_RECORDS PROVIDED_:
==*==

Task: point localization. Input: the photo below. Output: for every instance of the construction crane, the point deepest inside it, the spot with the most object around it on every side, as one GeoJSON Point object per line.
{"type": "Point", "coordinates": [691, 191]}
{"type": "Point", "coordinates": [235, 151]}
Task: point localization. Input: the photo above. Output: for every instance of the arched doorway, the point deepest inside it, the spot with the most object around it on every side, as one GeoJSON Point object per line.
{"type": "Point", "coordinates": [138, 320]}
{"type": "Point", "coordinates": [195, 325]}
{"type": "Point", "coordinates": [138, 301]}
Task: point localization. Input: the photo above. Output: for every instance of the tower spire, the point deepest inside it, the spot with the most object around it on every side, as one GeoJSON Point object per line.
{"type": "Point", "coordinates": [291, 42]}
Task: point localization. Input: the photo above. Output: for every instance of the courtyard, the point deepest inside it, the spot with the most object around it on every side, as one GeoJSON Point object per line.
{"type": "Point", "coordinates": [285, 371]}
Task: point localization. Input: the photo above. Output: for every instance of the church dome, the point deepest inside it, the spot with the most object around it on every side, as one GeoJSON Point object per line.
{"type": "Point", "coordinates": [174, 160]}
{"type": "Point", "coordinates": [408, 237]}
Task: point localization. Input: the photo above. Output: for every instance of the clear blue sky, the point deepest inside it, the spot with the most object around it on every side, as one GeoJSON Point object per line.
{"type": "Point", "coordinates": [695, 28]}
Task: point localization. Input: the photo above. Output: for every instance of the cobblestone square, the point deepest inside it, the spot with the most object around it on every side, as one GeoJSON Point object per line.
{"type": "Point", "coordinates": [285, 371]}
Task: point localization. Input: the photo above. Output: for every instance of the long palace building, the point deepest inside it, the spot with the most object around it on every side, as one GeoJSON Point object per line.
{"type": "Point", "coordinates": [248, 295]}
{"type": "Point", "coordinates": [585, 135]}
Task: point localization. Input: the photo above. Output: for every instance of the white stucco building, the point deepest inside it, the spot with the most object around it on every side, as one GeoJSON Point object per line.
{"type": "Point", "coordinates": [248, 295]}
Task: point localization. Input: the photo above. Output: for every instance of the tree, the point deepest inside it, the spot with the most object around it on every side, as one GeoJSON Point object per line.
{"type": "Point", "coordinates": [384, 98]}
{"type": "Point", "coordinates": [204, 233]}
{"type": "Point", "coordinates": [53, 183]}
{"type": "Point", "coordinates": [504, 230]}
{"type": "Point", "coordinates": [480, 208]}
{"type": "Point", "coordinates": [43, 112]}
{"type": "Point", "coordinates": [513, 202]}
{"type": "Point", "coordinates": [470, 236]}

==*==

_WORK INSTRUCTION_:
This exercise asks for every line of the records to be repeated exactly.

_REPLY TO THE TASK_:
Task: point localization. Input: the photo below. Output: for every instance of the construction crane, the point deepest inside it, the spot with the most object around it on every side, as one GeoJSON Point object per line.
{"type": "Point", "coordinates": [691, 191]}
{"type": "Point", "coordinates": [235, 151]}
Task: point localization. Input: the photo above. Output: for every instance of the arched doorway, the point deepest inside it, the spot with the most object around it on every side, as one GeoJSON Point object per line.
{"type": "Point", "coordinates": [138, 320]}
{"type": "Point", "coordinates": [195, 325]}
{"type": "Point", "coordinates": [138, 301]}
Task: point localization. Input: the photo above. Output: for every instance of the tower spire, the point deepest inside it, the spot with the most object around it on every side, as one GeoJSON Point object per line.
{"type": "Point", "coordinates": [291, 42]}
Task: point localization. Input: the photo above. Output: for every instance of the courtyard, the point deepest inside it, the spot with the most object around it on every side, as one GeoJSON Point object per line.
{"type": "Point", "coordinates": [285, 371]}
Task: point localization. Input: the photo above. Output: for every instance of the church dome, the point deepest inside it, the spot with the most object around it on every side, as one GeoJSON Point object per line.
{"type": "Point", "coordinates": [174, 160]}
{"type": "Point", "coordinates": [408, 237]}
Task: point localization. Input: the photo above. Output: for every instance of the clear blue sky, the point deepest inside it, the spot with the most object around it on every side, as one GeoJSON Point object per line.
{"type": "Point", "coordinates": [695, 28]}
Task: point localization. Input: the photo above. Output: for every instance of the cobblestone square, the point deepest inside it, the spot with the most object around it on every side, as one GeoJSON Point object per line.
{"type": "Point", "coordinates": [285, 371]}
Task: point localization. Input: the photo above. Output: for every instance of the long palace building, the point deepest inside it, the spot with the most object around it on every side, as one GeoJSON Point object per line.
{"type": "Point", "coordinates": [248, 295]}
{"type": "Point", "coordinates": [585, 135]}
Task: point localization. Input: the photo above. Output: for every instance of the white stucco building, the point deepest inside it, the spot with the most object around it on every side, as one GeoJSON Point object per line.
{"type": "Point", "coordinates": [248, 295]}
Task: point localization. Input: the photo above. Output: for every instance of the tree, the point deepest inside it, the spot with the most object around it on every side, as one GeoJSON Point object per line.
{"type": "Point", "coordinates": [384, 98]}
{"type": "Point", "coordinates": [204, 233]}
{"type": "Point", "coordinates": [53, 183]}
{"type": "Point", "coordinates": [504, 230]}
{"type": "Point", "coordinates": [480, 208]}
{"type": "Point", "coordinates": [43, 112]}
{"type": "Point", "coordinates": [513, 202]}
{"type": "Point", "coordinates": [470, 236]}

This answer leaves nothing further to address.